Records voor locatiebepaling
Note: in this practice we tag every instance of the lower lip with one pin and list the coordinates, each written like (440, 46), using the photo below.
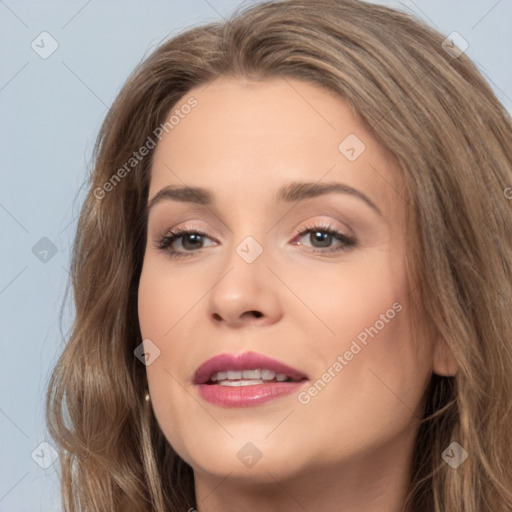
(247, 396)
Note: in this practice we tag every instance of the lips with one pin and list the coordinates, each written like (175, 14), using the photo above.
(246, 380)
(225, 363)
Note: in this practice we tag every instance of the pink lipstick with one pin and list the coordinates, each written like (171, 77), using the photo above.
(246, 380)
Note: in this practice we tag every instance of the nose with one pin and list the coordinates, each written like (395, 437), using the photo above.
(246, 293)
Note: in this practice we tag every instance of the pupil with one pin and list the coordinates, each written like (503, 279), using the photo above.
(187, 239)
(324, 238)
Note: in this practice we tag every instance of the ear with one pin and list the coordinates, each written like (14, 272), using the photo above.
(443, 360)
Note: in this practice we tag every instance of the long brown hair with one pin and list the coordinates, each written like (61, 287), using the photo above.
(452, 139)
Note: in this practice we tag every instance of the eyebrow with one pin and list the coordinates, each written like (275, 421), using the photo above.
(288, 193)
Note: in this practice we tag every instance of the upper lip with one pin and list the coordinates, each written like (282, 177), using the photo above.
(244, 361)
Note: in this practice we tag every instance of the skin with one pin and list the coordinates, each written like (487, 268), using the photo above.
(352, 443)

---

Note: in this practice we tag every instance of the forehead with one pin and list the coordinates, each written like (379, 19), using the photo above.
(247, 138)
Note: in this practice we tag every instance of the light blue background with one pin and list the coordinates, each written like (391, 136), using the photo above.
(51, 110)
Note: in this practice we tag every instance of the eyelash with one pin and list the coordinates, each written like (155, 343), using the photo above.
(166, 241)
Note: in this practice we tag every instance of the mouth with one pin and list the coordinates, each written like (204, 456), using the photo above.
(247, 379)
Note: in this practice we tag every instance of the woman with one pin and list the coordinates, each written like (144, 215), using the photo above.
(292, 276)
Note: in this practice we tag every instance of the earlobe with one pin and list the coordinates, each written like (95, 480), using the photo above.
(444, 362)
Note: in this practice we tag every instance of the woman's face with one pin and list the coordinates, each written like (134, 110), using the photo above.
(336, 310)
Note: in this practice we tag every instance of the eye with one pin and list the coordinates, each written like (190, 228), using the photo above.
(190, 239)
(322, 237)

_Wat je doet_: Tel in hoeveel regels van de records hierboven de tekenreeks "woman" voorkomt en geef alleen dat aantal.

_Antwoord_: 2